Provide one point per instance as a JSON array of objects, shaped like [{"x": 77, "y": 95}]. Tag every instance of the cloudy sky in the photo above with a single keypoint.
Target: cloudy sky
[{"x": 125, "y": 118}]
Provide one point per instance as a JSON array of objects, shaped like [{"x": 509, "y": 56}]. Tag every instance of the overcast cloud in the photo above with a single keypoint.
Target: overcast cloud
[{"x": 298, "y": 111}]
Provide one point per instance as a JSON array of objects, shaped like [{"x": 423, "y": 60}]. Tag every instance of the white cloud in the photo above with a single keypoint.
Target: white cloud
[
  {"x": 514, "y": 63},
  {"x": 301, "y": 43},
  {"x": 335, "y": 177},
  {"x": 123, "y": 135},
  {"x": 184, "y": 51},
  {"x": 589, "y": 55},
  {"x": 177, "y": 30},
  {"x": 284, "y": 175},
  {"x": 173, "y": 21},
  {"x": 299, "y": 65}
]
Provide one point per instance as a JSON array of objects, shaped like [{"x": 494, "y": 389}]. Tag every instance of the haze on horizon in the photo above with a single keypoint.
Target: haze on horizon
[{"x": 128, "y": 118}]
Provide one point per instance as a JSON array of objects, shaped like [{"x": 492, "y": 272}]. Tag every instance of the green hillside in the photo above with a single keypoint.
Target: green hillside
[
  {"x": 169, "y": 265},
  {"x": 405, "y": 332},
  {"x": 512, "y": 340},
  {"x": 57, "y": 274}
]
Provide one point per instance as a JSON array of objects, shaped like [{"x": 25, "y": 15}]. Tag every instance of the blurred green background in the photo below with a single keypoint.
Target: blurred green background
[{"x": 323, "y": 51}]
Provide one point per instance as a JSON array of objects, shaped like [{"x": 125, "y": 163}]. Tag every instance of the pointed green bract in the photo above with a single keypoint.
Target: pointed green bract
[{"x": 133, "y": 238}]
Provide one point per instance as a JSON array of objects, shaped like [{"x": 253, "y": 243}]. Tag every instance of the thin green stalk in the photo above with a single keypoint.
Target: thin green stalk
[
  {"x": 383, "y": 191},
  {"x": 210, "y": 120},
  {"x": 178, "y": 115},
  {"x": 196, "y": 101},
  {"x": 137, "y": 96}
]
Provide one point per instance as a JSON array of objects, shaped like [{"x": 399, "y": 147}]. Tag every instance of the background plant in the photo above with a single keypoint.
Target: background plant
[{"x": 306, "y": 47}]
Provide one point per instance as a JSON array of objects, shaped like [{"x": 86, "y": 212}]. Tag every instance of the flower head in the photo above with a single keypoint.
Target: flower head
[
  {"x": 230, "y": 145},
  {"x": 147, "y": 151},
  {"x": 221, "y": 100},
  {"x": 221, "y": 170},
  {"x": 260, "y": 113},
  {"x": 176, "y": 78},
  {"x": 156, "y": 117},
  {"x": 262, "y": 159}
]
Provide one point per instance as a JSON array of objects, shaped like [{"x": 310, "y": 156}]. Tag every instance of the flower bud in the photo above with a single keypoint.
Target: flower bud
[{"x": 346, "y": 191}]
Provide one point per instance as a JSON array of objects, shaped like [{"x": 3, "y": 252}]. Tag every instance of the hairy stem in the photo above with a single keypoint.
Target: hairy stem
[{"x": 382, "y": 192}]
_ _ _ _
STATED PROBLEM »
Please copy out all of the records above word for word, keeping every line unchanged and in its original order.

ANSWER TO THIS TASK »
Provide one point per instance as a JSON array of objects, shaped like [{"x": 77, "y": 95}]. Tag every instance of the cloudy sky in the photo above with a single keypoint.
Target: cloudy sky
[{"x": 125, "y": 118}]
Provide one point per instance as a JSON array of objects, shaped like [{"x": 509, "y": 56}]. Tag every instance of the overcast cloud in the photo above with a single keypoint.
Target: overcast cloud
[{"x": 298, "y": 111}]
Provide one point per instance as a JSON array of objects, shaped like [{"x": 423, "y": 60}]. Tag every instance of the white cloud in the photo above with a single keypoint.
Target: white cloud
[
  {"x": 514, "y": 63},
  {"x": 301, "y": 43},
  {"x": 335, "y": 177},
  {"x": 123, "y": 135},
  {"x": 184, "y": 51},
  {"x": 589, "y": 55},
  {"x": 177, "y": 30},
  {"x": 284, "y": 175},
  {"x": 173, "y": 21},
  {"x": 299, "y": 65}
]
Provide one point per instance as a JSON array of objects, shaped like [{"x": 494, "y": 389}]. Tag every instance of the haze on horizon in the photo above with a single keypoint.
Target: haze on horizon
[{"x": 128, "y": 118}]
Provide one point per instance as a JSON array of objects, shaped like [{"x": 492, "y": 272}]. Tag every instance of the green hillside in the photo above with a single keypoint.
Target: green hillside
[
  {"x": 169, "y": 265},
  {"x": 405, "y": 332},
  {"x": 512, "y": 340},
  {"x": 57, "y": 274}
]
Provide one point per instance as a JSON array of objects, shaped like [{"x": 25, "y": 15}]. Tag every instance of the blurred green background in the photo below with a single keypoint.
Target: blurred green background
[{"x": 323, "y": 51}]
Provide one point per instance as a JSON array of objects, shaped like [{"x": 125, "y": 163}]. Tag every instance of the pointed green bract in the photo above with a single keypoint.
Target: pointed green bract
[{"x": 133, "y": 238}]
Provide one point per instance as a JSON array of objects, shaped like [{"x": 253, "y": 243}]. Tag every instance of the thin green stalk in the photo above with a single keypoint.
Target: thin green stalk
[
  {"x": 383, "y": 191},
  {"x": 210, "y": 120},
  {"x": 178, "y": 115},
  {"x": 196, "y": 101},
  {"x": 137, "y": 96}
]
Provide one point per instance as a JSON array of objects, shaped like [{"x": 399, "y": 147}]. Tag every instance of the background plant in the photo above with a single keypoint.
Target: background plant
[{"x": 306, "y": 47}]
Provide one point per instance as a JSON array of objects, shaped like [{"x": 86, "y": 212}]. Tag every instance of the flower head in the photo above with a single keypoint.
Target: flower head
[
  {"x": 230, "y": 145},
  {"x": 147, "y": 151},
  {"x": 221, "y": 100},
  {"x": 221, "y": 170},
  {"x": 260, "y": 113},
  {"x": 176, "y": 78},
  {"x": 156, "y": 117},
  {"x": 262, "y": 159}
]
Provide one point per instance as a JSON array of objects, shaped like [{"x": 310, "y": 156}]. Tag every instance of the flower bud in the photo above with a single keypoint.
Target: flower bud
[{"x": 346, "y": 191}]
Provide one point per instance as a JSON array of objects, shaped like [{"x": 3, "y": 252}]. Tag every instance of the hairy stem in the photo above with a single keypoint.
Target: hairy stem
[{"x": 382, "y": 192}]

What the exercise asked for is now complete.